Excerpts from segmentation records:
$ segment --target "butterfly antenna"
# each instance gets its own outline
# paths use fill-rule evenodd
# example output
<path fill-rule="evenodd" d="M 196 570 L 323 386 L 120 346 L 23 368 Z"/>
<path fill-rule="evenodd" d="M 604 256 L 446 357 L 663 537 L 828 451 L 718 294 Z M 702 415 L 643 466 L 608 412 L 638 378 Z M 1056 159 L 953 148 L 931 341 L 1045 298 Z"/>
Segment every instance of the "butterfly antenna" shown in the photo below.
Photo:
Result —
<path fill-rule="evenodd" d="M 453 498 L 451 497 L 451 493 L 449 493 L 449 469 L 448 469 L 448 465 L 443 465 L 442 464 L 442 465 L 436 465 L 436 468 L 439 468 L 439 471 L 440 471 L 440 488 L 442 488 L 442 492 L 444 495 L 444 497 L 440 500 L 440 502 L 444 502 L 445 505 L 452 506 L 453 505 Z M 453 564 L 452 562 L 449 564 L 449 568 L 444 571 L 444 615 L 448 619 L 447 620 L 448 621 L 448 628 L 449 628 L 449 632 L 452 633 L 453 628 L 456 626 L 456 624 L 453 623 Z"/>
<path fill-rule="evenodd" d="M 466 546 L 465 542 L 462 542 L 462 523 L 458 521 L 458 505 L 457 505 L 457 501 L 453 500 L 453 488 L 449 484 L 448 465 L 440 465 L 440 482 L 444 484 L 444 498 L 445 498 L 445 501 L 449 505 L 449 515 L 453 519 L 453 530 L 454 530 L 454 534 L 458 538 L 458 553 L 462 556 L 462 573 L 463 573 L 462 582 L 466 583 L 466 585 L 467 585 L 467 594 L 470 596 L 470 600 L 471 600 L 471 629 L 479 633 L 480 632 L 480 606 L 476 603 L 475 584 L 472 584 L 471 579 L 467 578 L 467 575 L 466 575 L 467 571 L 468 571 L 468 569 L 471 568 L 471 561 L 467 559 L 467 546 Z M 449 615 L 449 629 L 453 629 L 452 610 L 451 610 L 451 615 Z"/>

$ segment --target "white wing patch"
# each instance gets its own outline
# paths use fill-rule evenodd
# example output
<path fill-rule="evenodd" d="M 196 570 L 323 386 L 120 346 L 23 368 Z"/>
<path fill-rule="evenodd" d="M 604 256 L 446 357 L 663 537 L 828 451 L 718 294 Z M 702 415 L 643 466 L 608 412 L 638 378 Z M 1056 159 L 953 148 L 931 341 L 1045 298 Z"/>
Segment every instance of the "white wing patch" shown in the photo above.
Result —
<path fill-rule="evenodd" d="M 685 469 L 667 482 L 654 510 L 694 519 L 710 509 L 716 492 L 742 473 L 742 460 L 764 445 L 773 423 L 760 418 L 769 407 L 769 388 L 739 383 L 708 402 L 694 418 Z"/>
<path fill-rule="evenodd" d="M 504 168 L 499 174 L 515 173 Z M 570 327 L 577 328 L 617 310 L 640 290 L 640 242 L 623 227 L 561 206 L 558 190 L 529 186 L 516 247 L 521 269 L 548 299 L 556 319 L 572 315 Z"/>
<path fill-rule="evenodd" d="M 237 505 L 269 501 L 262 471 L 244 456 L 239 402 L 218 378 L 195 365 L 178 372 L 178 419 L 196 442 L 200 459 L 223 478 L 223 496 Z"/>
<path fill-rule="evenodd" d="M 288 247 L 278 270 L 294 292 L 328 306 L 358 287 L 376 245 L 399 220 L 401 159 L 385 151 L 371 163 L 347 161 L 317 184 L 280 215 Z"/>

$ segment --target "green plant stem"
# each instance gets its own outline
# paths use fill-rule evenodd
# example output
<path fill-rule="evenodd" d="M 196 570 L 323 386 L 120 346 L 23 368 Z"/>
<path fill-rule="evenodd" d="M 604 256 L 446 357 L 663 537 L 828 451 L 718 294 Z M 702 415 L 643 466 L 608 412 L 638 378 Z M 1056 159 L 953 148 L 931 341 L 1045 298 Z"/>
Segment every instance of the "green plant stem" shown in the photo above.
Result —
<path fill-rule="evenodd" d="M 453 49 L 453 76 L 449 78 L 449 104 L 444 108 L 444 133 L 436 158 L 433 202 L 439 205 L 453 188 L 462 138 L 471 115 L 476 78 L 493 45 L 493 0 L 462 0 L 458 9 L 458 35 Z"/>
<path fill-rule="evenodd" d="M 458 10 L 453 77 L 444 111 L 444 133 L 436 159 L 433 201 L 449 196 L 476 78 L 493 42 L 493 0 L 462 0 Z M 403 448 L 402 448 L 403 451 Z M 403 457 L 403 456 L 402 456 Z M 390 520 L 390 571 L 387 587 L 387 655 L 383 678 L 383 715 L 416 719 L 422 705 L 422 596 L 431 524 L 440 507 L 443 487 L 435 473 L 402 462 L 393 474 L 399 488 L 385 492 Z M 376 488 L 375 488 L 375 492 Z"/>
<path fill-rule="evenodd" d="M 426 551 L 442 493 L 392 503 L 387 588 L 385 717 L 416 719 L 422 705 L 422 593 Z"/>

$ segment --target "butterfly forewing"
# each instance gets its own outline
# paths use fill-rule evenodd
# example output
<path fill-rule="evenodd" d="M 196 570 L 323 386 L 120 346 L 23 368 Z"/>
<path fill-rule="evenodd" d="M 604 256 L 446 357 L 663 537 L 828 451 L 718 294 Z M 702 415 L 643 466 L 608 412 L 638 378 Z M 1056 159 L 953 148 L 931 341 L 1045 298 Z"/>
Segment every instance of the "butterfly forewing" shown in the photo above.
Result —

> TASK OBJECTIVE
Put the lines of the rows above into a numbered list, leaving out blank lines.

> COMPLETED TASK
1. $ segment --target "butterfly antenna"
2. # each instance gets its own outline
3. # paths use fill-rule evenodd
4. # example output
5. <path fill-rule="evenodd" d="M 196 570 L 323 386 L 120 346 L 23 368 Z"/>
6. <path fill-rule="evenodd" d="M 604 256 L 446 357 L 663 537 L 828 451 L 718 294 Z M 702 415 L 643 466 L 608 412 L 638 378 Z M 1056 159 L 953 148 L 931 341 L 1045 298 Z"/>
7. Segment every instance of the "butterfly antenna" shown in the photo below.
8. Photo:
9. Result —
10. <path fill-rule="evenodd" d="M 453 498 L 451 497 L 451 493 L 449 493 L 449 469 L 448 469 L 448 465 L 443 465 L 442 464 L 442 465 L 436 465 L 436 468 L 439 468 L 439 471 L 440 471 L 440 488 L 442 488 L 442 492 L 444 495 L 444 497 L 440 500 L 440 502 L 444 502 L 445 505 L 452 506 L 453 505 Z M 453 564 L 452 562 L 449 564 L 449 568 L 444 571 L 444 615 L 448 619 L 447 620 L 448 621 L 448 628 L 449 628 L 449 632 L 452 633 L 453 628 L 456 626 L 456 624 L 453 623 Z"/>
11. <path fill-rule="evenodd" d="M 466 546 L 465 542 L 462 542 L 462 523 L 458 521 L 458 505 L 457 505 L 457 501 L 453 500 L 453 488 L 449 484 L 448 465 L 440 465 L 440 482 L 444 484 L 444 498 L 445 498 L 445 501 L 449 505 L 449 515 L 453 519 L 453 530 L 454 530 L 454 534 L 458 538 L 458 553 L 462 556 L 462 573 L 463 573 L 462 582 L 466 583 L 466 585 L 467 585 L 467 594 L 470 596 L 470 600 L 471 600 L 471 629 L 479 633 L 480 632 L 480 606 L 476 603 L 475 584 L 472 584 L 471 579 L 467 578 L 467 575 L 466 575 L 467 571 L 468 571 L 468 569 L 471 568 L 471 561 L 467 559 L 467 546 Z M 449 615 L 449 629 L 453 629 L 452 610 L 451 610 L 451 615 Z"/>
12. $ segment --target "white wing patch"
13. # each instance gets its own outline
14. # paths use fill-rule evenodd
15. # example output
16. <path fill-rule="evenodd" d="M 196 570 L 323 386 L 120 346 L 23 368 Z"/>
17. <path fill-rule="evenodd" d="M 604 256 L 446 357 L 663 537 L 828 451 L 718 294 Z M 702 415 L 643 466 L 608 412 L 638 378 Z M 1056 159 L 953 148 L 931 341 L 1045 298 Z"/>
18. Segment every instance of the "white wing patch" shown in the photo above.
19. Result —
20. <path fill-rule="evenodd" d="M 685 469 L 667 482 L 654 510 L 694 519 L 710 509 L 716 492 L 742 473 L 742 460 L 764 445 L 773 423 L 760 418 L 769 407 L 769 388 L 739 383 L 708 402 L 694 418 Z"/>
21. <path fill-rule="evenodd" d="M 504 168 L 499 174 L 515 173 Z M 570 327 L 577 328 L 617 310 L 640 290 L 640 242 L 623 227 L 561 206 L 558 190 L 529 186 L 516 247 L 521 269 L 548 299 L 556 319 L 572 315 Z"/>
22. <path fill-rule="evenodd" d="M 237 505 L 269 501 L 262 471 L 244 456 L 239 402 L 218 378 L 195 365 L 178 372 L 178 419 L 196 442 L 200 459 L 223 478 L 223 496 Z"/>
23. <path fill-rule="evenodd" d="M 288 247 L 278 270 L 294 292 L 328 306 L 358 287 L 376 245 L 399 220 L 401 159 L 385 151 L 371 163 L 347 161 L 317 184 L 280 215 Z"/>
24. $ segment --target "green plant stem"
25. # each instance gets its own outline
26. # paths use fill-rule evenodd
27. # example output
28. <path fill-rule="evenodd" d="M 196 570 L 323 386 L 120 346 L 23 368 Z"/>
29. <path fill-rule="evenodd" d="M 604 256 L 446 357 L 663 537 L 828 451 L 718 294 Z M 702 415 L 643 466 L 608 412 L 638 378 Z M 1056 159 L 953 148 L 931 341 L 1045 298 Z"/>
30. Segment every instance of the "green plant stem" shown in the photo above.
31. Result —
32. <path fill-rule="evenodd" d="M 453 49 L 453 76 L 449 78 L 449 104 L 444 108 L 444 133 L 436 158 L 433 202 L 439 205 L 453 188 L 462 138 L 471 115 L 476 78 L 493 45 L 493 0 L 462 0 L 458 9 L 458 35 Z"/>
33. <path fill-rule="evenodd" d="M 458 10 L 453 77 L 444 111 L 444 133 L 436 159 L 433 201 L 449 196 L 476 78 L 493 42 L 493 0 L 462 0 Z M 403 448 L 402 448 L 403 451 Z M 403 457 L 403 456 L 402 456 Z M 390 520 L 390 571 L 387 587 L 387 655 L 383 678 L 383 715 L 416 719 L 422 705 L 422 596 L 431 524 L 440 507 L 443 487 L 435 473 L 402 462 L 393 474 L 399 488 L 385 492 Z M 376 488 L 375 488 L 375 492 Z"/>
34. <path fill-rule="evenodd" d="M 426 551 L 442 493 L 392 503 L 387 588 L 385 717 L 416 719 L 422 705 L 422 593 Z"/>
35. $ segment --target "butterfly forewing"
36. # each instance gets its own outline
37. # paths use fill-rule evenodd
38. # example output
39. <path fill-rule="evenodd" d="M 196 570 L 323 386 L 120 346 L 23 368 Z"/>
40. <path fill-rule="evenodd" d="M 604 256 L 446 357 L 663 537 L 828 451 L 718 294 Z M 702 415 L 643 466 L 608 412 L 638 378 Z M 1056 159 L 953 148 L 931 341 L 1045 298 Z"/>
41. Segment every instance of the "butterfly forewing" shown in the photo above.
42. Result —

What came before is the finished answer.